Entries taken from a collection:
────────────────
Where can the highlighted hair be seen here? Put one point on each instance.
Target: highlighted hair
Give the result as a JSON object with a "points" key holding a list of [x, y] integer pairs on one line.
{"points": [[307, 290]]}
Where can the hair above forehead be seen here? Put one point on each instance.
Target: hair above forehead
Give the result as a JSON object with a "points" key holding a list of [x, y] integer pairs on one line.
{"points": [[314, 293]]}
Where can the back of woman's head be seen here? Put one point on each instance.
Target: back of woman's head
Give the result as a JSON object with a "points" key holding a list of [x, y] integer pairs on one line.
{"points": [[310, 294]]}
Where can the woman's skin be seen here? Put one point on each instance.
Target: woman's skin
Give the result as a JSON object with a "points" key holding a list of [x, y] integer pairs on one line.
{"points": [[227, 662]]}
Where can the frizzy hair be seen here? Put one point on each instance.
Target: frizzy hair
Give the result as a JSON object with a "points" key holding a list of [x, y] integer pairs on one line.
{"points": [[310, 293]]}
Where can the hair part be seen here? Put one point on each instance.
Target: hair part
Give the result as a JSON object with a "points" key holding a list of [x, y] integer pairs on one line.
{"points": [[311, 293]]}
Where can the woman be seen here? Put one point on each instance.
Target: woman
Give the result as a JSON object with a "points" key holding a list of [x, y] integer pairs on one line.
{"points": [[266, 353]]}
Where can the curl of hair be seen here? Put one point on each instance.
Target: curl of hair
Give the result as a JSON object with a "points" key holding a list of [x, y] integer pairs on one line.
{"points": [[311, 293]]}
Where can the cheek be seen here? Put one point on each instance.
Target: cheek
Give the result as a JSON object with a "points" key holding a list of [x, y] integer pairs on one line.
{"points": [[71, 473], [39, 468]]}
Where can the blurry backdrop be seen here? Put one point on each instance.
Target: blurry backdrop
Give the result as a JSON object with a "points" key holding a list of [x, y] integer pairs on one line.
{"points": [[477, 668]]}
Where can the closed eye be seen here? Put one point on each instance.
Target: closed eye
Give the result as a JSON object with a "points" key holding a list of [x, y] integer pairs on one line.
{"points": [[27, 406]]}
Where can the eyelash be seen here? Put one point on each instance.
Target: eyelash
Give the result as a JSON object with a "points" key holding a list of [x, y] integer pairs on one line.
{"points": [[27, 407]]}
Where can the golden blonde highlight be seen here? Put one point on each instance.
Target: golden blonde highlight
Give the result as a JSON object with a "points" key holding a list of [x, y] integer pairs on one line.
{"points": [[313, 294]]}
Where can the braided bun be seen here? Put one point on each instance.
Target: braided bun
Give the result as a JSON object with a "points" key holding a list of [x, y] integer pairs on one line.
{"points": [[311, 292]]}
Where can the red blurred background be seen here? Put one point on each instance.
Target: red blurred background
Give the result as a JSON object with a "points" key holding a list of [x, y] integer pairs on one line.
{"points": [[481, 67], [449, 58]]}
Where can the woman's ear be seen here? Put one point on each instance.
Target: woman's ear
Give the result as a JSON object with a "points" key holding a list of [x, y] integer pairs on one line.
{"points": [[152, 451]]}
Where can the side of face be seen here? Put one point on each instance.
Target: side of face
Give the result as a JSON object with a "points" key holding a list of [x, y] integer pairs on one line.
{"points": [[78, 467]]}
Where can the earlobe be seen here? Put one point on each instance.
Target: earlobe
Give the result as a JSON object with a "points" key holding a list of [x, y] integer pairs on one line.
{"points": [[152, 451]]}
────────────────
Prompt: Set down, unchanged, only those lines above that fall between the line with "Target: highlighted hair" and the line with "Target: hair above forehead", the two end lines included.

Exercise response:
Target: highlighted hair
Give the result as a JSON object with a "points" key holding a list of [x, y] integer pairs on one line.
{"points": [[307, 290]]}
Where can the hair above forehead be seen here? Put one point on each instance.
Target: hair above forehead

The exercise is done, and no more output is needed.